_Textauszug_
Aus einer aktuellen Studie des Center Automotive Research der Uni Duisburg-Essen und Leitung von Prof. Ferdinand Dudenhöffer geht hervor: Mit 6 Millionen Neuwagen werden in Indien im Jahr 2030 knapp doppelt so viele Autos verkauft wie in Deutschland.
Dudenhöffer kommentiert: „Dabei ist die Prognose für den indischen Automarkt eher konservativ und geht von einem durchschnittlichen jährlichen Wachstum des indischen Pkw-Markts von 5 Prozent aus, während etwa in den letzten zehn Jahren – also von 2006 bis 2016 – der indische Automarkt jährlich durchschnittlich um 9 Prozent gewachsen ist.“
Größter Markt für Low Budget Autos
Gleichzeitig weist der indische Automarkt eine weitere Besonderheit auf: Knapp zwei Drittel der in dem Land verkauften Autos laufen unter dem Begriff ‚Low Budget Car‘.
Dabei handelt es sich um Autos, die weniger als 5.000 Dollar kosten. Dudenhöffer sagt: „Wer in Indien erfolgreich sein will, braucht das ‚Budget Car‘.“ Marktführer in diesem Segment ist Maruti-Suzuki mit 47 Prozent Marktanteil.
Skalen-Effekte und damit hohe Verkaufsvolumen spielen besonders beim ‚Budget Car‘ eine wichtige Rolle. „Ohne das Überschreiten von kritischen Größen, die bei jährlichen Produktionen von mehr als 300.000 Fahrzeugen liegen, wird es betriebswirtschaftlich schwer, die Industrialisierung von ‚Budget Cars‘ umzusetzen“, so Dudenhöffer. Damit liegt es nahe, mit Kooperationen und Gemeinschafts-Unternehmen die Hürde der Skaleneffekte zu überspringen.
So wie es etwa PSA und Toyota mit dem Joint- Venture ‚Toyota Peugeot Citroën Automobile‘ seit 2002 im tschechischen Kolín für den europäischen Markt vormacht. Das französisch-japanische Konglomerat fertigt dort die Modelle Citroën C1, Peugeot 108 und Toyota Aygo. Es scheint als habe sich der Volkswagen-Konzern dieses Kooperationsprojekt zum Vorbild genommen.

_Einträge im Datensatz_
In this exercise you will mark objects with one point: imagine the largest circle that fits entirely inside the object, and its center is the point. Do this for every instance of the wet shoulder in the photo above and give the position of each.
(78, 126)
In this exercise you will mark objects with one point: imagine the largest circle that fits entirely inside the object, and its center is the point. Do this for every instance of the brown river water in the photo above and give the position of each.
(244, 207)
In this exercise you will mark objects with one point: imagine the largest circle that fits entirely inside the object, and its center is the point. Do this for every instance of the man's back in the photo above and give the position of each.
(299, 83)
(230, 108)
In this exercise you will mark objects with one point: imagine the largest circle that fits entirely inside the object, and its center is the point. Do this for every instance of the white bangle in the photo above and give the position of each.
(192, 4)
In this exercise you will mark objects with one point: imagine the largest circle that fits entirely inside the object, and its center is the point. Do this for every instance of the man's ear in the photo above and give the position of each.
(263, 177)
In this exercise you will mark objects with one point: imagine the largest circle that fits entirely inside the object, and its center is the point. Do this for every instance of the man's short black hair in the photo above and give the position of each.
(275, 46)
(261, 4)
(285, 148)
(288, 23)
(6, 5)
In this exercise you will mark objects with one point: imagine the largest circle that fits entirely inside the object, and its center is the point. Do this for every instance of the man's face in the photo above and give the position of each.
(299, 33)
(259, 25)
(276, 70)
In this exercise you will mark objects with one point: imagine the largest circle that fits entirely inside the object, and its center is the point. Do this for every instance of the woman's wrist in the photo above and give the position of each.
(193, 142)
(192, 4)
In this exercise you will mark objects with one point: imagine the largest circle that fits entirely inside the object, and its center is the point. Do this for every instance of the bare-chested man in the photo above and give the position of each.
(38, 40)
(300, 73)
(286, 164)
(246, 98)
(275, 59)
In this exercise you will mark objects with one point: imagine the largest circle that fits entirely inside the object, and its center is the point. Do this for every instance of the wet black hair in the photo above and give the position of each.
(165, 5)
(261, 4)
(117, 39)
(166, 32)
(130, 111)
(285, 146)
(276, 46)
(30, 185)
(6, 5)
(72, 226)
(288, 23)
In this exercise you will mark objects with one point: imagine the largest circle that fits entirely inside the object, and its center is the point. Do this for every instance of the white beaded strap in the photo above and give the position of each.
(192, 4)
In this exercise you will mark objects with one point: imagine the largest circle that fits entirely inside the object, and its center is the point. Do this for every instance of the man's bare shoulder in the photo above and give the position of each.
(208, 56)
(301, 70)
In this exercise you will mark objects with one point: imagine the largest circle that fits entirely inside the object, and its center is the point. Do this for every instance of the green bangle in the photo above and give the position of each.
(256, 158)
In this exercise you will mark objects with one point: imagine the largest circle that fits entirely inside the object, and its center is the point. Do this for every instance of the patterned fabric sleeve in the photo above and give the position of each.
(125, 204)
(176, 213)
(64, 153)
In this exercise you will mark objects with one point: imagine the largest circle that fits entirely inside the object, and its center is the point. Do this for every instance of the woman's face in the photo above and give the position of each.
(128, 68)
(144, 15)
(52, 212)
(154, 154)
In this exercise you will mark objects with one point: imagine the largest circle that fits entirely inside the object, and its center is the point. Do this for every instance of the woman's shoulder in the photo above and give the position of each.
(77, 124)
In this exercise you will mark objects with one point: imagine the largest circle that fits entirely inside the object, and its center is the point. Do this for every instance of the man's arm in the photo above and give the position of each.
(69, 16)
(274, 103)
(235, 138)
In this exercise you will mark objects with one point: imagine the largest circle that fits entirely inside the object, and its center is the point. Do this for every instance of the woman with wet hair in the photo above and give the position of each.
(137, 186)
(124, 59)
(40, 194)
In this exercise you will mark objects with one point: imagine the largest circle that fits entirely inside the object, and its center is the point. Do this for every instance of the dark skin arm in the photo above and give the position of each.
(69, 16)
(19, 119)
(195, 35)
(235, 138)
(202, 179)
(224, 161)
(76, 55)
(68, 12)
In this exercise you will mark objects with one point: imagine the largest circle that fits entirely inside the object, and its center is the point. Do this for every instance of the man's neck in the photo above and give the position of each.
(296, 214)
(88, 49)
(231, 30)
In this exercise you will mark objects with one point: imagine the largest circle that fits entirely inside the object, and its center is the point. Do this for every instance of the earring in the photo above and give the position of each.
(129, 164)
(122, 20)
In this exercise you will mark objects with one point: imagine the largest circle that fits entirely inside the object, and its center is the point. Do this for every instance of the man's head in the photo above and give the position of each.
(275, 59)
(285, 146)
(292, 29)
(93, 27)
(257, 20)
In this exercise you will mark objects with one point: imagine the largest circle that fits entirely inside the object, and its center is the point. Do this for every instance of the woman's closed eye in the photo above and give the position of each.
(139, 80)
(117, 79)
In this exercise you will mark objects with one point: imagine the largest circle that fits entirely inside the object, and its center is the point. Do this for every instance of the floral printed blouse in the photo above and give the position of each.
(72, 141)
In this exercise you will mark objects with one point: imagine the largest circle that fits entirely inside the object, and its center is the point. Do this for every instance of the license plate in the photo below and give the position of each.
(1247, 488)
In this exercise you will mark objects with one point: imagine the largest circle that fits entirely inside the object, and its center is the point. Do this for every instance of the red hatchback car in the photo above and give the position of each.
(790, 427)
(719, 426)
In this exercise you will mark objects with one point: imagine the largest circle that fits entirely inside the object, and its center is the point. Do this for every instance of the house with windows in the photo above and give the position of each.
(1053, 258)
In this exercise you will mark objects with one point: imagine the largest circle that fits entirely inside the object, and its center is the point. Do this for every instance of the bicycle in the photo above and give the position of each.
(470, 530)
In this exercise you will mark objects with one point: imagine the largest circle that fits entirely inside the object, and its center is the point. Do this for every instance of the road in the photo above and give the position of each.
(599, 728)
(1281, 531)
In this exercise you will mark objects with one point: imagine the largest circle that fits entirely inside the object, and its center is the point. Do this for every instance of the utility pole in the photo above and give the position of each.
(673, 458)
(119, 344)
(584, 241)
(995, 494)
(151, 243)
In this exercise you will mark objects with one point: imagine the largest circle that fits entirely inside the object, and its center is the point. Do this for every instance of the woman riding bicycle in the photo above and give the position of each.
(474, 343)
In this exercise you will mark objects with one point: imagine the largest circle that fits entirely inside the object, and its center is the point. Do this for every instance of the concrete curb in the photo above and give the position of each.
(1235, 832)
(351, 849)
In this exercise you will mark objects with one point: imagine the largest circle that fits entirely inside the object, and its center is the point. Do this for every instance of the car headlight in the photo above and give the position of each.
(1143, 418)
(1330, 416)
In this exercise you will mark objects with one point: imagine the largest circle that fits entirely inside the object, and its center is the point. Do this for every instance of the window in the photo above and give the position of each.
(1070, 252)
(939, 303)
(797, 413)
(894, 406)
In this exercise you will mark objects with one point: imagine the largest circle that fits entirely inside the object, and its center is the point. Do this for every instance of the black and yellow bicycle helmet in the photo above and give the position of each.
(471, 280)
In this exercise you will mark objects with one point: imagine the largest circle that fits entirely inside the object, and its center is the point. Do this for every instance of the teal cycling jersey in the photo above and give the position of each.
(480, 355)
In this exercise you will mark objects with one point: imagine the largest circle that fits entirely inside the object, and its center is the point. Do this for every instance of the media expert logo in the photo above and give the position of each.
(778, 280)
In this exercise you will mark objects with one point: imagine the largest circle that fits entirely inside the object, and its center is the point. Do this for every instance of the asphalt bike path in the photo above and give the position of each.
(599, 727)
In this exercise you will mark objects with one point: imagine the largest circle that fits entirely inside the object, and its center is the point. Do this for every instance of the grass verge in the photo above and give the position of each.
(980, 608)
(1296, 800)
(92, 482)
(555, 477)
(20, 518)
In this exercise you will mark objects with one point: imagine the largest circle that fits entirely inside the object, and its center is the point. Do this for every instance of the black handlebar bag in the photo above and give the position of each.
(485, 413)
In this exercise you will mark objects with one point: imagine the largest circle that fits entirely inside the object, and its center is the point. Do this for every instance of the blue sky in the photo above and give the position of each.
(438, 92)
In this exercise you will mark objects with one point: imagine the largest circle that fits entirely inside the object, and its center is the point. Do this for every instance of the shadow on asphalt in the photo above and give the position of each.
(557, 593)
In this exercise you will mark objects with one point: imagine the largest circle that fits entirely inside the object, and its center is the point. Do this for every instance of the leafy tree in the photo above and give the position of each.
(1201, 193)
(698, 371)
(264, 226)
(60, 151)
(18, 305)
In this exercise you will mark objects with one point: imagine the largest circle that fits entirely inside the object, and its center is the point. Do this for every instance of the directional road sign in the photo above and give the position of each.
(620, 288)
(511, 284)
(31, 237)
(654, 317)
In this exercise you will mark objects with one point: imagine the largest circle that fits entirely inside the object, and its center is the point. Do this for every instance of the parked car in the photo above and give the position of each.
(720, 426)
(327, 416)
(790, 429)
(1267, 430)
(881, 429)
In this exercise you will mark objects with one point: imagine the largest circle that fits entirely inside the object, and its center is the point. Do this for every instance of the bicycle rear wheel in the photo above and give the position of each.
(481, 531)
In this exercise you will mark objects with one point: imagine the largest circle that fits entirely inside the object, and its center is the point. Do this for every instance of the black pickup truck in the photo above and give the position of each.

_Zur Aufgabe_
Können Sie aus dem Text über den indischen Automarkt weiter oben die Stelle von „Dudenhöffer kommentiert: „Dabei“ bis einschließlich „47 Prozent Marktanteil.“ wortgetreu abschreiben?

_Lösung_
Dudenhöffer kommentiert: „Dabei ist die Prognose für den indischen Automarkt eher konservativ und geht von einem durchschnittlichen jährlichen Wachstum des indischen Pkw-Markts von 5 Prozent aus, während etwa in den letzten zehn Jahren – also von 2006 bis 2016 – der indische Automarkt jährlich durchschnittlich um 9 Prozent gewachsen ist.“
Größter Markt für Low Budget Autos
Gleichzeitig weist der indische Automarkt eine weitere Besonderheit auf: Knapp zwei Drittel der in dem Land verkauften Autos laufen unter dem Begriff ‚Low Budget Car‘.
Dabei handelt es sich um Autos, die weniger als 5.000 Dollar kosten. Dudenhöffer sagt: „Wer in Indien erfolgreich sein will, braucht das ‚Budget Car‘.“ Marktführer in diesem Segment ist Maruti-Suzuki mit 47 Prozent Marktanteil.